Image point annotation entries
[BEGIN]

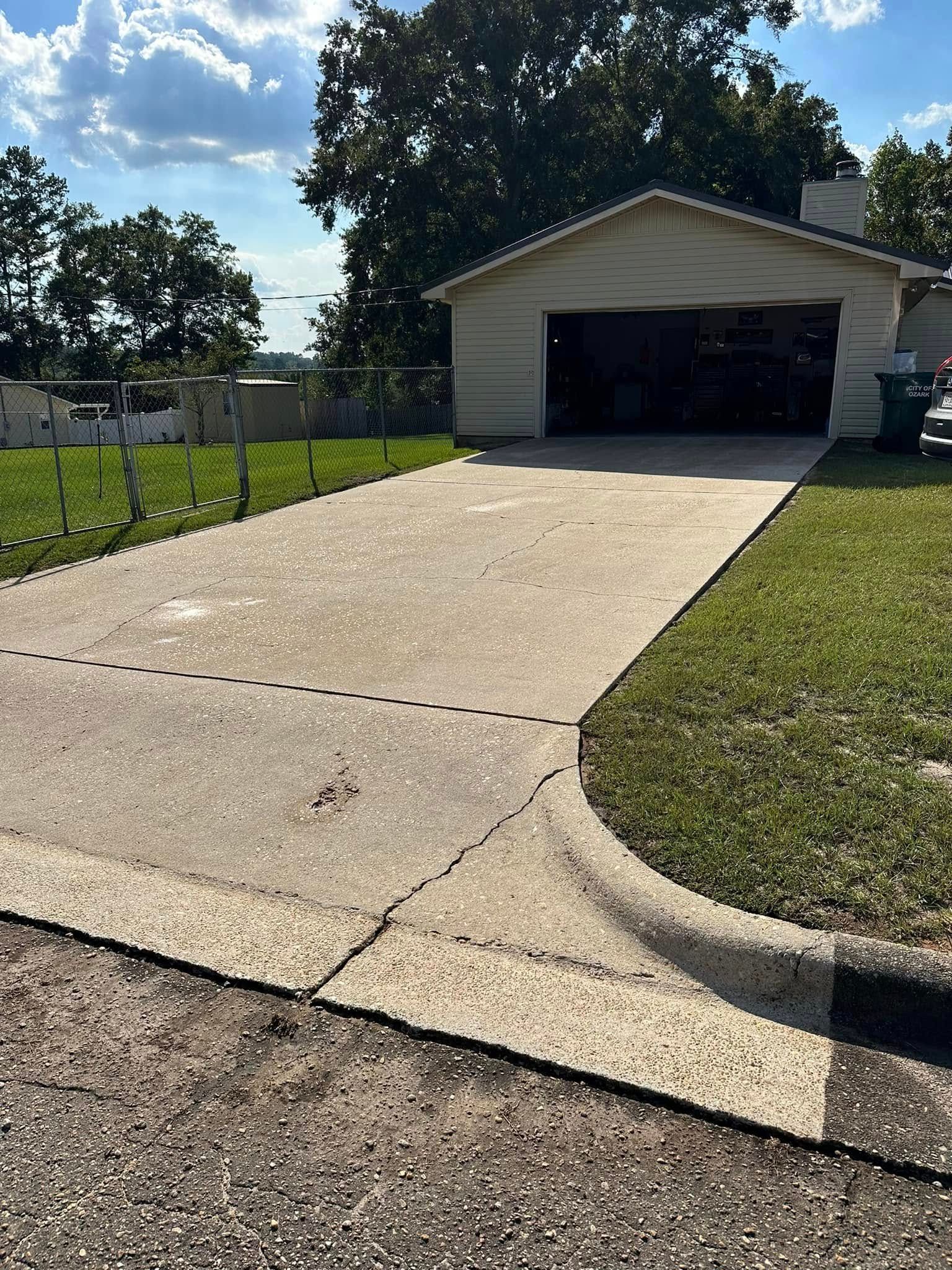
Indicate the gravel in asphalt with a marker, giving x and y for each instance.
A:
(154, 1119)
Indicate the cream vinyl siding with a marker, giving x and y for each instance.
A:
(662, 254)
(928, 329)
(837, 205)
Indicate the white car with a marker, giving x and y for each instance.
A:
(936, 438)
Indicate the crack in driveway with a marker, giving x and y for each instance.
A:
(443, 873)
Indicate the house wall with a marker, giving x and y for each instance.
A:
(928, 329)
(660, 255)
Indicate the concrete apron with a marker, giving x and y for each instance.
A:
(304, 840)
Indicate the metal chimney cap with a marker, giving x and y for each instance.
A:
(848, 169)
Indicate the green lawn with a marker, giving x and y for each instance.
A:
(785, 747)
(278, 474)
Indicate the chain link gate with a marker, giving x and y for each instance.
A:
(86, 455)
(65, 463)
(186, 441)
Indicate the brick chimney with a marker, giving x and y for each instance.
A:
(839, 203)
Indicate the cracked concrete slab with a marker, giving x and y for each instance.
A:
(413, 833)
(328, 799)
(432, 603)
(239, 934)
(495, 646)
(711, 465)
(741, 510)
(643, 1034)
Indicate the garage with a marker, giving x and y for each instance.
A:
(672, 310)
(759, 370)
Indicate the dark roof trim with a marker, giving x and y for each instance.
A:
(725, 205)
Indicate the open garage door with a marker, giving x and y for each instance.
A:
(695, 370)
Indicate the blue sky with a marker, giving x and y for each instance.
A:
(205, 104)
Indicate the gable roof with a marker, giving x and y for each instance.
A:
(923, 266)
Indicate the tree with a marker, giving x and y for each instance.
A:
(32, 202)
(177, 291)
(444, 134)
(910, 196)
(84, 298)
(77, 293)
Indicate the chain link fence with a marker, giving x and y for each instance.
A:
(84, 455)
(319, 431)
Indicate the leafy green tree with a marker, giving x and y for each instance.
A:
(910, 196)
(177, 293)
(444, 134)
(32, 202)
(76, 295)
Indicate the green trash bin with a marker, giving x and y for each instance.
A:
(906, 399)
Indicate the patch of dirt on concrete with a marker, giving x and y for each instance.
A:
(334, 796)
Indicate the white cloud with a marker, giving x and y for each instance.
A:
(840, 14)
(931, 116)
(265, 161)
(169, 82)
(862, 151)
(191, 46)
(294, 273)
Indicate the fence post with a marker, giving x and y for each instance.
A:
(452, 389)
(238, 429)
(307, 430)
(56, 456)
(382, 415)
(188, 447)
(128, 463)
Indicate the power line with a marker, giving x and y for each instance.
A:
(139, 301)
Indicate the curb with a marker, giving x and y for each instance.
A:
(844, 986)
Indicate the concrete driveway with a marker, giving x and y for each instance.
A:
(335, 750)
(521, 582)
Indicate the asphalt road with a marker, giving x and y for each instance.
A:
(152, 1119)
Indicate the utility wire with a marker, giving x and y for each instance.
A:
(134, 301)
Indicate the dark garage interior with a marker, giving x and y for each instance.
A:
(764, 368)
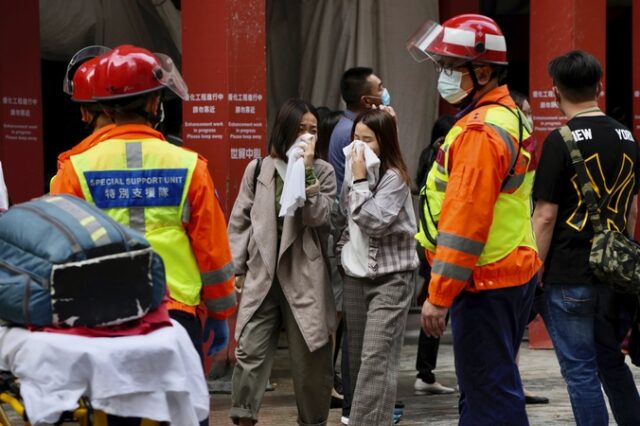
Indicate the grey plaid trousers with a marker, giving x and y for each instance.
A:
(376, 311)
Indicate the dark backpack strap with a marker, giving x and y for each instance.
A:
(583, 178)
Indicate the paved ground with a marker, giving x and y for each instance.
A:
(539, 369)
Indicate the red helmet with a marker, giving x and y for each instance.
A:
(78, 80)
(129, 71)
(469, 37)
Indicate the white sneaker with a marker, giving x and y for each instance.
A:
(421, 388)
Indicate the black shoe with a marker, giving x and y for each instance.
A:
(534, 399)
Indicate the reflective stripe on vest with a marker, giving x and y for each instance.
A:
(511, 225)
(144, 184)
(97, 232)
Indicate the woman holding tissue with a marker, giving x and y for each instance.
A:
(273, 232)
(377, 253)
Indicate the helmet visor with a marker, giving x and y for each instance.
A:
(80, 57)
(444, 46)
(169, 76)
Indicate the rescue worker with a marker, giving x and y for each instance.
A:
(159, 189)
(78, 83)
(476, 228)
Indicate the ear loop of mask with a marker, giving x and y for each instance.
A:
(159, 115)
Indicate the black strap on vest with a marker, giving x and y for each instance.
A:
(256, 173)
(424, 201)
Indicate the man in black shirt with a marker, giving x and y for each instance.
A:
(586, 320)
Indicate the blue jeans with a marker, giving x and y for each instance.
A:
(487, 329)
(579, 318)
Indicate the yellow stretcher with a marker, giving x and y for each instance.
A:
(84, 415)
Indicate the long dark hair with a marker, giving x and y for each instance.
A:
(384, 127)
(287, 125)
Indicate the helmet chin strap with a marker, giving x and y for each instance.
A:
(158, 117)
(469, 98)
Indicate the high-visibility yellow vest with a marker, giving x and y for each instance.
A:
(144, 184)
(511, 226)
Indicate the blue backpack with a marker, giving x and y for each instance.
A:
(64, 262)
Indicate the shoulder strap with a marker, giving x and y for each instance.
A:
(583, 178)
(256, 173)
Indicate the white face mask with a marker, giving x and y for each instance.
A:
(449, 87)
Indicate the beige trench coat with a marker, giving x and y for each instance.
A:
(299, 266)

[END]

| What you are asked to do |
Repeat the material above verbatim, with no pictures in the output.

| Answer for the task |
Indicate the gravel in asphalt with a marker, giving x and y for each instance.
A:
(154, 1119)
Indicate the cream vinyl siding with a marker, giving x and y for each instance.
A:
(662, 254)
(928, 329)
(837, 205)
Indicate the white car with a marker, giving x and y for each instance.
A:
(936, 438)
Indicate the crack in driveway with a marker, giving x and y for each instance.
A:
(443, 873)
Indicate the house wall with a marker, giving x and y for each instance.
A:
(928, 329)
(660, 255)
Indicate the concrete apron with a marker, giving x and y for each instance.
A:
(304, 840)
Indicate the metal chimney cap with a marker, giving x and y for each instance.
A:
(848, 169)
Indicate the green lawn with a marker, giving x and y for each instance.
A:
(785, 747)
(278, 474)
Indicate the chain link gate with a marker, giving x and y for each instance.
A:
(86, 455)
(65, 463)
(186, 441)
Indicate the brick chimney with a marker, giving x and y for each instance.
A:
(839, 203)
Indicate the cracked concrete slab with a marker, giving x and y for each instance.
A:
(413, 833)
(328, 799)
(432, 603)
(239, 934)
(495, 646)
(711, 465)
(741, 510)
(643, 1034)
Indicate the garage with a marker, giving x and y for each instance.
A:
(672, 310)
(759, 370)
Indicate the dark roof trim with a marker, giving x and y for each instance.
A:
(725, 205)
Indicate the open garage door with a marker, giving x and y for each instance.
A:
(695, 370)
Indicate the blue sky with a marker, giving x and y for each instance.
A:
(205, 104)
Indicate the gable roof with a marker, giving x and y for each instance.
A:
(923, 266)
Indicate the tree with a marker, giving x and y for each instance.
A:
(32, 202)
(177, 291)
(444, 134)
(910, 196)
(84, 298)
(77, 293)
Indicate the chain link fence with a marker, giving x and y for each instance.
A:
(84, 455)
(319, 431)
Indicate the leafy green tree with a marker, giving x and y for each instance.
A:
(910, 196)
(177, 293)
(444, 134)
(32, 202)
(76, 295)
Indicate the green trash bin with a marker, giving x and y for each instance.
A:
(906, 399)
Indicate the patch of dirt on concrete with a marker, giving x and y for each instance.
A:
(334, 796)
Indicate the white cloud with a marker, giving x and y for each instance.
A:
(840, 14)
(931, 116)
(265, 161)
(169, 82)
(862, 151)
(191, 46)
(294, 273)
Indicate the fence post with a marker, giving x and y for each instance.
A:
(452, 389)
(238, 429)
(307, 430)
(56, 456)
(382, 415)
(188, 447)
(128, 463)
Indicate the power line with a marker, giving x and y for each instance.
A:
(139, 301)
Indicate the curb with a marker, giving x and y for each instance.
A:
(844, 986)
Indicate the concrete driveway with a marker, giving x and y for each instance.
A:
(335, 750)
(521, 582)
Indicate the asphalt road with a marker, giving x and y for each instance.
A:
(152, 1119)
Indicate the utility wire with a marker, giving x and y for each instance.
A:
(134, 301)
Indicate the dark garage interior with a marker, giving x and y for each instance.
A:
(764, 368)
Indicate the grey plaid trousers with a marker, giving x and y for each instance.
A:
(376, 311)
Indicate the dark backpack strap with a marker, giving x and y for each instance.
A:
(583, 178)
Indicate the paved ground with a marker, giving x and y for each instance.
A:
(539, 369)
Indicate the red helmet with a marker, giving x and y for each instance.
A:
(78, 80)
(129, 71)
(469, 37)
Indicate the white sneaker with a marker, giving x and y for each instance.
A:
(421, 388)
Indicate the black shoe with a marker, giving x and y for each instance.
A:
(534, 399)
Indicate the reflective stripe on vest with a marker, giving x and y for each instance.
A:
(511, 225)
(144, 184)
(97, 232)
Indicate the woman holding tissue with a marker, giving x and y for each instance.
A:
(273, 232)
(377, 253)
Indicate the helmet visor with a marker, giving x and y for each instance.
A:
(80, 57)
(444, 46)
(169, 76)
Indicate the rescue worker with a marker, giving x and y for each instance.
A:
(159, 189)
(78, 83)
(476, 228)
Indicate the ear loop of mask with a marker, giving x and y for each instance.
A:
(159, 115)
Indicate the black strap on vest with a marker, giving x and y for each instance.
A:
(256, 173)
(424, 201)
Indicate the man in black shirt with a marker, giving x and y for each instance.
A:
(586, 320)
Indicate the blue jeans with a marker, giving x and y for each instance.
A:
(487, 329)
(579, 318)
Indicate the yellow stretcher with a marker, giving x and y for each instance.
A:
(84, 415)
Indicate the long dark hair with a marker, giving x and y for each instance.
A:
(384, 127)
(287, 125)
Indicate the helmet chin strap with a marker, giving x and y for each instance.
A:
(158, 117)
(469, 98)
Indicate the high-visibility yellow vest with a marker, giving x and y for each instance.
A:
(144, 184)
(511, 226)
Indicate the blue backpack with a marker, giving x and y for each instance.
A:
(64, 262)
Indicate the shoulder strap with a marker, giving x and y for each instance.
A:
(583, 178)
(256, 173)
Indicate the white face mask with a marker, giving x and y for each instance.
A:
(449, 87)
Indicate the beige trench coat with a marker, giving x and y for each instance.
A:
(299, 266)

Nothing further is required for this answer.